Written problem: Gather each line of the data below that contains the word "iguana" and copy those lines in the order they appear.

**** Recorded data ****

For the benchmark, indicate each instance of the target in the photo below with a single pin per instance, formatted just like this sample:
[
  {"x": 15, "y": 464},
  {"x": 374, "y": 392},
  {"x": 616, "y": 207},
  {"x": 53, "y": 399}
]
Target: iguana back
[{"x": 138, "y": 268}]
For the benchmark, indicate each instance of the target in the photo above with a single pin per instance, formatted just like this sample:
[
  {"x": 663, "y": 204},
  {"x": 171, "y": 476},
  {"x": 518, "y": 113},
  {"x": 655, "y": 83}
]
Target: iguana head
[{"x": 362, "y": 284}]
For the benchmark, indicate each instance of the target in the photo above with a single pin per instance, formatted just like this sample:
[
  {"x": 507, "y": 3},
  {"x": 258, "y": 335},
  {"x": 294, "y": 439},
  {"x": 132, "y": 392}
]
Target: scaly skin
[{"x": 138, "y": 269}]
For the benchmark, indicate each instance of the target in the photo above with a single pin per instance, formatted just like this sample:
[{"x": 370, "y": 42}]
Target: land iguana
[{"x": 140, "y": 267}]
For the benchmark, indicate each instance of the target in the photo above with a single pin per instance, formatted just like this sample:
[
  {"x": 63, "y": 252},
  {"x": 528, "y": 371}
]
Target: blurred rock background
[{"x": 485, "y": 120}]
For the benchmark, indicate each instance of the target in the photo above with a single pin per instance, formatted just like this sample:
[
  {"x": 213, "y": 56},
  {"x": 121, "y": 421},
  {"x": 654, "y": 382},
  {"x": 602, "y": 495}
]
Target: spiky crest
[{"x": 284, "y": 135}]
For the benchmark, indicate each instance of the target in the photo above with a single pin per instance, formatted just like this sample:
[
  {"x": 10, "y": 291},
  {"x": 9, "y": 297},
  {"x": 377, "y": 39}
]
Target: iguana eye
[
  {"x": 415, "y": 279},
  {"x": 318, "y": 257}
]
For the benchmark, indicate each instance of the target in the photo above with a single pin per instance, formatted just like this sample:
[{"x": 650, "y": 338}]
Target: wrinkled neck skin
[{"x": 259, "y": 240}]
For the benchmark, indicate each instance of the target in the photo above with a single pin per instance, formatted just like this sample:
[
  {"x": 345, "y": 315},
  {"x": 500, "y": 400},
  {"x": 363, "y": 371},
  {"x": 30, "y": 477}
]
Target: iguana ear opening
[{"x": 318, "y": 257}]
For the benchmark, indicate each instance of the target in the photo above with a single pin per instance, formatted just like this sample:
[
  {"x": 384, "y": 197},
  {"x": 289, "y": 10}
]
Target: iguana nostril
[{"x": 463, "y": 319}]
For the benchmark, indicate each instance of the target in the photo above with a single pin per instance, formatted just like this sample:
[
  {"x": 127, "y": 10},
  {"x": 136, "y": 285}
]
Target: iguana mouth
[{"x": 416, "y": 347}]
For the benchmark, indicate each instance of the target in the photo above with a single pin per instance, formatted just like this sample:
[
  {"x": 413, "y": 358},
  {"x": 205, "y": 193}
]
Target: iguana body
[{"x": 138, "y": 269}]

****

Solution below:
Target: iguana back
Target: iguana head
Target: land iguana
Target: iguana eye
Target: iguana ear opening
Target: iguana nostril
Target: iguana mouth
Target: iguana body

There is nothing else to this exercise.